(Permintaan 1): Menurut dokumen tentang penghancuran masjid di India, di atas apa masjid-masjid itu dibangun menurut aktivis Hindu?
(Permintaan 2): Sebutkan setiap baris entri yang memuat kata "clear".

(Dokumen):
|---|

REPUBLIKA.CO.ID, NEW DELHI -- Penghancuran masjid di India telah memicu kemarahan. Beberapa pekan terakhir rumah ibadah telah menjadi sasaran, di mana aktivis Hindu mengajukan petisi ke pengadilan atau melakukan protes yang menyatakan bahwa itu dibangun di atas kuil Hindu, yang harus dibangun kembali di situs yang sama.
Seruan semacam itu menjadi bagian dari serangkaian serangan terhadap komunitas minoritas India, yang sering dihasut oleh kelompok nasionalis Hindu termasuk pemerintahan India saat ini.

|---|

(Data Tugas):
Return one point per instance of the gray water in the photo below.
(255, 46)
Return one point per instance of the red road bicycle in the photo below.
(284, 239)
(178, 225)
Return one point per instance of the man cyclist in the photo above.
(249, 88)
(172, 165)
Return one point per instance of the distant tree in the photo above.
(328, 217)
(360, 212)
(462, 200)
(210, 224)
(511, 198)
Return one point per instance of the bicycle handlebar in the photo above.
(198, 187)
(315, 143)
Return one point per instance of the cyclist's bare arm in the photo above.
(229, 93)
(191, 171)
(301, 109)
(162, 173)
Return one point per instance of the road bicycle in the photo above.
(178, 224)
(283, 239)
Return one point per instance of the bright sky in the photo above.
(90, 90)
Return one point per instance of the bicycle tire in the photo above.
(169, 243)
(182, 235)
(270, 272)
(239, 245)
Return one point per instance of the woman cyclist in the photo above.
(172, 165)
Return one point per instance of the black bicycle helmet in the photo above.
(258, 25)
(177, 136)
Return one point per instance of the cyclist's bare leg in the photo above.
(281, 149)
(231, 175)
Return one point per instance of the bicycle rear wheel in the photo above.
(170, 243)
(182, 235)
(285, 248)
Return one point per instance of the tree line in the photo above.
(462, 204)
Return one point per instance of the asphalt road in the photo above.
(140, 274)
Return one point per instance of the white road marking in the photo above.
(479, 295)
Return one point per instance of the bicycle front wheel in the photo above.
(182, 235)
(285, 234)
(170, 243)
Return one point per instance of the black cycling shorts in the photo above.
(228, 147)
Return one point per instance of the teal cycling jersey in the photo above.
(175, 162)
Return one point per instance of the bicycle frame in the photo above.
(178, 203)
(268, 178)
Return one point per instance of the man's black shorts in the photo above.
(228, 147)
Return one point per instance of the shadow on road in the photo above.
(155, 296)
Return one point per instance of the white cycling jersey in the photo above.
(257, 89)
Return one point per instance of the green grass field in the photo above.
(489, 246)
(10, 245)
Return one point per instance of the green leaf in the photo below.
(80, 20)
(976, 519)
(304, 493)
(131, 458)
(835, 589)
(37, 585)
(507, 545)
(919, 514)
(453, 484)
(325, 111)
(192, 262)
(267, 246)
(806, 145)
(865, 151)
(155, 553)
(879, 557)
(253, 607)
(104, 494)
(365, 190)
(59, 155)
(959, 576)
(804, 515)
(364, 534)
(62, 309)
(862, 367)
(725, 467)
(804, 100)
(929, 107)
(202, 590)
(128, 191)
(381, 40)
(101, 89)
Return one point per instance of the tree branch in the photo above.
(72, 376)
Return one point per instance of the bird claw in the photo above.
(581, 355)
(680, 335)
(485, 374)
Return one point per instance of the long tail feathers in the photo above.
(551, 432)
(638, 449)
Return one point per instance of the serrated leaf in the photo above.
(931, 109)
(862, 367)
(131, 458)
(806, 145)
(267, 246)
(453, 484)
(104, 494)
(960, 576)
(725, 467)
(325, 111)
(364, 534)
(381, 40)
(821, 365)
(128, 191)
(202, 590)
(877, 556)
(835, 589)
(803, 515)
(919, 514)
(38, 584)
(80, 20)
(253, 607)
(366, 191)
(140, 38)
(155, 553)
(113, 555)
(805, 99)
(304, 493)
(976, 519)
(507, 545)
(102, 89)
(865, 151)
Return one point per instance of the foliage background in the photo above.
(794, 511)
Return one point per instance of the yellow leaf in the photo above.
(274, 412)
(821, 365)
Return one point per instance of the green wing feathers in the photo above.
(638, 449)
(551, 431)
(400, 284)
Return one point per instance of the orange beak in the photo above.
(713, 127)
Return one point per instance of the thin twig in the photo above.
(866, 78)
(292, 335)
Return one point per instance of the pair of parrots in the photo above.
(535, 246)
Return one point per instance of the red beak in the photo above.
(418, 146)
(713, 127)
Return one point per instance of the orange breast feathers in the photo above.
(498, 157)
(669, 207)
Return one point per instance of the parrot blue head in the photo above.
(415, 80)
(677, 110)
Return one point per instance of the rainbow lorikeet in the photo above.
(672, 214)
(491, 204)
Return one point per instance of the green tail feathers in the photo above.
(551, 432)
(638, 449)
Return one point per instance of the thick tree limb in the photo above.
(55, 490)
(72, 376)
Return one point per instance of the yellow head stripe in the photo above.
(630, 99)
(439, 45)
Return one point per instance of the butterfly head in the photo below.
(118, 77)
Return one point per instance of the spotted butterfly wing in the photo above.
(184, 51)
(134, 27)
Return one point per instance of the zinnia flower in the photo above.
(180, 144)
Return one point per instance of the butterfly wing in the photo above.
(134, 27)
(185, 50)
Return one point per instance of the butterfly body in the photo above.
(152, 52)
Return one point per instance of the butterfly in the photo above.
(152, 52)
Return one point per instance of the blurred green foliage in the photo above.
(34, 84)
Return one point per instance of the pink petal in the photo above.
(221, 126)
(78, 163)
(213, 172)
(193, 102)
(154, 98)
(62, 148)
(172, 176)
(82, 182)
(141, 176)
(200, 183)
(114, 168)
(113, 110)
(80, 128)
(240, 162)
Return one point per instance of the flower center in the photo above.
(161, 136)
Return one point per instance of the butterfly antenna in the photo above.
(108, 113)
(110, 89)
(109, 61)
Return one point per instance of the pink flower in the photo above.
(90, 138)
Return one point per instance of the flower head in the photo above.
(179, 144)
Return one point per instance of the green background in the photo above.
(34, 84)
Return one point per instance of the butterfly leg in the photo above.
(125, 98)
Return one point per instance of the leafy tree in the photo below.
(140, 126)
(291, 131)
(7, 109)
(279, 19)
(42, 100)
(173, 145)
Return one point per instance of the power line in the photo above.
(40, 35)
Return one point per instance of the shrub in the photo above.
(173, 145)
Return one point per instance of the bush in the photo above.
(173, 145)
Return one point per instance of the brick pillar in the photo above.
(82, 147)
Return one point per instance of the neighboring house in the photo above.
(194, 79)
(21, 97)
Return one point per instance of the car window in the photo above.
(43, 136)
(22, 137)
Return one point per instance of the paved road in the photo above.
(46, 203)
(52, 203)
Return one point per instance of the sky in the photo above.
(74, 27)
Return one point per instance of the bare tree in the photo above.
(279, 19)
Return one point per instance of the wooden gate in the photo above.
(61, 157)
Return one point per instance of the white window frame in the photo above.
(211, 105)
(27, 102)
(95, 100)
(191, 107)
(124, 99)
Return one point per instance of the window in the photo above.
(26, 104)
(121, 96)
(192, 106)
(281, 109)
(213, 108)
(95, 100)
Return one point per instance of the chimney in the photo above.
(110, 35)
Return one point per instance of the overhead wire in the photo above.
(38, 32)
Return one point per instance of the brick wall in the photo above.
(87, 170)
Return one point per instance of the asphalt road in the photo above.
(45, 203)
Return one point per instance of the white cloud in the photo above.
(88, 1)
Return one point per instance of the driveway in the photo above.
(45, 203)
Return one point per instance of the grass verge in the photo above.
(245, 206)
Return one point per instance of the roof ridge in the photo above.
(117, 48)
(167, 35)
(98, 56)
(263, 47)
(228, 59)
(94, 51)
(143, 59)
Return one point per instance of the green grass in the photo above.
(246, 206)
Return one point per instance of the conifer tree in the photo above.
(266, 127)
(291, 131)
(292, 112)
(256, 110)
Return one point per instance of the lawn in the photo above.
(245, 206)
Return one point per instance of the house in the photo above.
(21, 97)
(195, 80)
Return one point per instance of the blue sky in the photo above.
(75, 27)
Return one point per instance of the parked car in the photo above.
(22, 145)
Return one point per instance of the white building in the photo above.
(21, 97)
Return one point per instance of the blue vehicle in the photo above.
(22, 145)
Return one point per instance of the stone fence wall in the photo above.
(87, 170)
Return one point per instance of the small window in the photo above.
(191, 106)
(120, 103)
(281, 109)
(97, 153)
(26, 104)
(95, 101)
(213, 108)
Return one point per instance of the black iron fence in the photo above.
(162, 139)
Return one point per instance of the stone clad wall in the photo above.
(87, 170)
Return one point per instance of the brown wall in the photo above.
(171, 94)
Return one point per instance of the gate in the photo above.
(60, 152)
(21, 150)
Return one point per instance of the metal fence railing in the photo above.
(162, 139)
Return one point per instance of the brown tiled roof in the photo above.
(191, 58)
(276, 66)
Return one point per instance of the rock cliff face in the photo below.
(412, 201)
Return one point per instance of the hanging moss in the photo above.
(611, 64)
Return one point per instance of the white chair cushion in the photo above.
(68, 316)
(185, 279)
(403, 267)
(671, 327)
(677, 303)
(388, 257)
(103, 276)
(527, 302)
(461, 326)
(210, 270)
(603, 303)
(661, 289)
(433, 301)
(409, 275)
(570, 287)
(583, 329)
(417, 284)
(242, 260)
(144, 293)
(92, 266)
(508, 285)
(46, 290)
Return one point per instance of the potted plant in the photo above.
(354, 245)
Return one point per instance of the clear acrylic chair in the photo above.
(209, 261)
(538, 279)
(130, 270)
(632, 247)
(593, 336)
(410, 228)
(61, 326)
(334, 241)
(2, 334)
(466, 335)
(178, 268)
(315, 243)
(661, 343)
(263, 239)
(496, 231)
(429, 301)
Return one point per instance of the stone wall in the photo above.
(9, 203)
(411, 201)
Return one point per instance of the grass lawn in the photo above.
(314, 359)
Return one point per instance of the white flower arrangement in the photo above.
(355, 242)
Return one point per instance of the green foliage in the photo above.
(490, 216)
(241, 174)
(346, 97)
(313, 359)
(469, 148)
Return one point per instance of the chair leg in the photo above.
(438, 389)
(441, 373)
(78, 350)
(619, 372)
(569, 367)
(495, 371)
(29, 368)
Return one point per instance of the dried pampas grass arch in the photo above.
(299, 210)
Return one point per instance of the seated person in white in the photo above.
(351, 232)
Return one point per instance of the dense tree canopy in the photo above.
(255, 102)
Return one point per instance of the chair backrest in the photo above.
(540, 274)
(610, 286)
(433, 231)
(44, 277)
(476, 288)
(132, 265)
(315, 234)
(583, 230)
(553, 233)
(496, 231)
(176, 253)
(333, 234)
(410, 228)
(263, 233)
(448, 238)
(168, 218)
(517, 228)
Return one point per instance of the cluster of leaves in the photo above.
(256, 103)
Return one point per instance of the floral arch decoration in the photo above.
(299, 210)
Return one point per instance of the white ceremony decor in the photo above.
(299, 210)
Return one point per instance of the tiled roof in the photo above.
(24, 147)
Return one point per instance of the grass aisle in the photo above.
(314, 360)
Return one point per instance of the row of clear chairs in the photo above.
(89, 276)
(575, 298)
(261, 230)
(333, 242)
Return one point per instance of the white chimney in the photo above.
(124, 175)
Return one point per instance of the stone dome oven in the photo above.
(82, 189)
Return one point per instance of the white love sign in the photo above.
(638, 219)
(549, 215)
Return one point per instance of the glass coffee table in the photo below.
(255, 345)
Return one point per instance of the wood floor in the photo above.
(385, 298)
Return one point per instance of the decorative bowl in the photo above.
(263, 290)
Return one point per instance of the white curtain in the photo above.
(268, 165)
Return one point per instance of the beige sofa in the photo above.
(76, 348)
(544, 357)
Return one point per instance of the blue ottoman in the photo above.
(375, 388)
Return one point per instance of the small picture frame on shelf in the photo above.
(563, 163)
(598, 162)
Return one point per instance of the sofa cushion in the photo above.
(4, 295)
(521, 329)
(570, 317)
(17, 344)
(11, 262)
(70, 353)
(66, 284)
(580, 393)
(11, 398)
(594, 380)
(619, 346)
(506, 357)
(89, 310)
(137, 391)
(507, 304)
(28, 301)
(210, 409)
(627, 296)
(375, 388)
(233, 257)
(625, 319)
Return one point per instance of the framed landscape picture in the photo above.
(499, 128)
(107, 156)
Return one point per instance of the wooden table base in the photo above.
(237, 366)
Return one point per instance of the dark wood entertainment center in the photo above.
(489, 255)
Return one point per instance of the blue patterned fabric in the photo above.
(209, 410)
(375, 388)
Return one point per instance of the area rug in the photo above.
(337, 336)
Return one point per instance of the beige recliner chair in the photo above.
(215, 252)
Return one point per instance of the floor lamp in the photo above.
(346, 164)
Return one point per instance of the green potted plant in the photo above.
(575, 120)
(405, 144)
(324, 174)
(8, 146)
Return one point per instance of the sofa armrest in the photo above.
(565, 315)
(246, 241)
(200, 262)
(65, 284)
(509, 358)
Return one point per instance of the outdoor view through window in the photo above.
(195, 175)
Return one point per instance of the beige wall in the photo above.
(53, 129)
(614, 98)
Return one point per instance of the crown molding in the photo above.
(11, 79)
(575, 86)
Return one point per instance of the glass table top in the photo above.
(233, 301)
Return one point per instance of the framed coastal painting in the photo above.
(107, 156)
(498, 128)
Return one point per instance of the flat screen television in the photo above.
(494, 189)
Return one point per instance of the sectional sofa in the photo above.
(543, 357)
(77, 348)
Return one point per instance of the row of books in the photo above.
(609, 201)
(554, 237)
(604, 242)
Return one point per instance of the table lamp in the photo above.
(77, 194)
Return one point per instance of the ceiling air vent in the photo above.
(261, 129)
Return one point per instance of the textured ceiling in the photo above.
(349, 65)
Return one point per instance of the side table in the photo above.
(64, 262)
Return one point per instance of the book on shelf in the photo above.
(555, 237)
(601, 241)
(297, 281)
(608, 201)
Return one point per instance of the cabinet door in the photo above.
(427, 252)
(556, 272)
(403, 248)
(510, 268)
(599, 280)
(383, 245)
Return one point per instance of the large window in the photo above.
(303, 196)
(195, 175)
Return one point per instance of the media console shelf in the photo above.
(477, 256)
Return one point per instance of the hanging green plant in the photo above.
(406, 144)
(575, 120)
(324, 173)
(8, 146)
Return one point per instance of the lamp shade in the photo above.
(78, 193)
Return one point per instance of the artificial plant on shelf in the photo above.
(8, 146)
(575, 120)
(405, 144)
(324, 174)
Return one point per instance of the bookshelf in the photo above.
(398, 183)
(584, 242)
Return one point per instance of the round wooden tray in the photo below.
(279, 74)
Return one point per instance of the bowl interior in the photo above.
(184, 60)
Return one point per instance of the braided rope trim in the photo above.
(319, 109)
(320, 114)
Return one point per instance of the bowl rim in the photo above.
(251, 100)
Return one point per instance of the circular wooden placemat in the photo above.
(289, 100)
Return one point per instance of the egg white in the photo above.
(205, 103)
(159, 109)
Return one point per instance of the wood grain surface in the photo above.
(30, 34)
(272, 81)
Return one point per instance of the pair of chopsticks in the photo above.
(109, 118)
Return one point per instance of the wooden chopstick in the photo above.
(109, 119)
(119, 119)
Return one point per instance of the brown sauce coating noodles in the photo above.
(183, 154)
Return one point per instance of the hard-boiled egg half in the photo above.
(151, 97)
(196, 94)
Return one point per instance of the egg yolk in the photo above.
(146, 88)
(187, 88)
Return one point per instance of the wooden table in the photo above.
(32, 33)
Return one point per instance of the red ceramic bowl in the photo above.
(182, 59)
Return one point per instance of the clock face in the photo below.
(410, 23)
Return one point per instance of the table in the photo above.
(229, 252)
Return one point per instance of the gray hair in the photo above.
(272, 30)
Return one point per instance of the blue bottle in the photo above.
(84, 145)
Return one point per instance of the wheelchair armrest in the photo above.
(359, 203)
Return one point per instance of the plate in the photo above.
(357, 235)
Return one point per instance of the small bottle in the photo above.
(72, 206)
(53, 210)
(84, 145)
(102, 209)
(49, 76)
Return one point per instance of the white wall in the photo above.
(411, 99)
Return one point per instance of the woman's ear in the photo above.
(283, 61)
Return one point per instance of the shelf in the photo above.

|---|

(Jawaban Benar 1): Di atas kuil Hindu.

(Jawaban Benar 2):
Return one point per instance of the clear acrylic chair in the photo above.
Return one point per instance of the row of clear chairs in the photo above.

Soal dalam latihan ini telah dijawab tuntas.